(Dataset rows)
##############################

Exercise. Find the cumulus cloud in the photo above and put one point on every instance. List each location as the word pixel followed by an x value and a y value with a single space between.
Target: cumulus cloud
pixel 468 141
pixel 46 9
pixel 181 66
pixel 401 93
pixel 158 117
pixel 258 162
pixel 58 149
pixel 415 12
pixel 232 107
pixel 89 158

##############################

## [EXERCISE DETAILS]
Update the listing by changing "cumulus cloud" to "storm cloud" everywhere and leaving every other line as it is.

## [RESPONSE TO THIS TASK]
Exercise. Find the storm cloud in the photo above and put one point on every instance. List each location as the word pixel followed by an x value and a y value with a single space between.
Target: storm cloud
pixel 468 141
pixel 46 9
pixel 181 66
pixel 401 93
pixel 158 117
pixel 258 162
pixel 58 149
pixel 415 12
pixel 232 107
pixel 89 158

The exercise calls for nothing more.